(Stored items)
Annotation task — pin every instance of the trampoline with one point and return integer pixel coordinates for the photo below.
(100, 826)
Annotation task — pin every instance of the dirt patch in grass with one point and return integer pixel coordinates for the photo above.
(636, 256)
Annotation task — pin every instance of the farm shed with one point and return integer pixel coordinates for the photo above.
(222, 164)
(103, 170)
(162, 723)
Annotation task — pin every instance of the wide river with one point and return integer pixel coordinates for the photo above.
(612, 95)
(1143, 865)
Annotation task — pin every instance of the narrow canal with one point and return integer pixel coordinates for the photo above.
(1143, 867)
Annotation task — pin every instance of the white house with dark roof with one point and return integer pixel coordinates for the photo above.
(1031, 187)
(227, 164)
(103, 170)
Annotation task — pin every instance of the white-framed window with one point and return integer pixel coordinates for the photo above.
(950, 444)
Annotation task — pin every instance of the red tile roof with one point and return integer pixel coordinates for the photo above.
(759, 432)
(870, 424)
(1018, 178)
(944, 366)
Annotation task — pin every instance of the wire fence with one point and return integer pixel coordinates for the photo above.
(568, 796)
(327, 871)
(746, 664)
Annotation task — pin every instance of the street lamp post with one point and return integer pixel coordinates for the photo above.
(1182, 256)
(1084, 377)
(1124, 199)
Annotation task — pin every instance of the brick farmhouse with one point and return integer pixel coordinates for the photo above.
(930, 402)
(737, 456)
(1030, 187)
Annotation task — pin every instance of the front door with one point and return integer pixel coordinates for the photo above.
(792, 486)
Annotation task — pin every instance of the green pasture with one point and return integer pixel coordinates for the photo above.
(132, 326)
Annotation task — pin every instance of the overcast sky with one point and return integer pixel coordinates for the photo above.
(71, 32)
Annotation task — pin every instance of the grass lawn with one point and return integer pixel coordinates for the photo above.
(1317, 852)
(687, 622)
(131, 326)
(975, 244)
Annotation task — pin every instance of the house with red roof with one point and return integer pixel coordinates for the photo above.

(Written exercise)
Return the listing above in full, character for character.

(Complete output)
Annotation task — pin every instance of the trampoline with one point and return integer pixel coordinates for the photo below.
(100, 826)
Annotation task — pin every instance of the dirt patch in grass with one point and return integer pixel coordinates for the photo above.
(636, 256)
Annotation task — pin every instance of the farm shed with one point and return integer pixel coordinates for the photo above.
(222, 164)
(103, 170)
(162, 723)
Annotation task — pin every instance of the wide river with one point and return integer pixel coordinates for the photo above.
(612, 95)
(1143, 865)
Annotation task — pin every instance of the narrow canal with one point and return integer pixel coordinates for the photo above.
(1143, 867)
Annotation task — pin every instance of the white house with dark roof with one point and return integer pixel coordinates for the photo above.
(1031, 187)
(227, 164)
(103, 170)
Annotation task — pin every instance of the white-framed window with one point and return integer pixel coordinates for the photo above.
(950, 444)
Annotation task — pin every instance of the red tile roof with one point and return integer pixel coordinates for the photo above.
(759, 432)
(870, 424)
(1018, 178)
(944, 366)
Annotation task — pin every instance of the wire fence with one point and return integer pixel coordinates for the photo above.
(568, 796)
(327, 871)
(746, 664)
Annotation task — pin every instance of the street lamp post with one point and return integer pixel coordinates for the photo above.
(1182, 256)
(1084, 377)
(1124, 199)
Annotation task — pin every instance of the brick farmhouse with one point and return integer pixel coordinates for the photo above.
(930, 402)
(737, 456)
(1030, 187)
Annotation task — pin every instance of the front door with one point and return integer pixel coordinates for the photo above.
(792, 486)
Annotation task — pin every instance of the green pasture with one point and return integer pixel coordinates for the photo above.
(132, 326)
Annotation task — pin every instance of the overcast sky with one point and return integer pixel coordinates for the photo above.
(71, 32)
Annotation task — pin every instance of the grass lawn with one point and return integer pixel coordinates for the photo above.
(1317, 852)
(687, 622)
(131, 326)
(975, 244)
Annotation task — pin every instance of the house with red roof with one point and return integer pixel coordinates for the photo above.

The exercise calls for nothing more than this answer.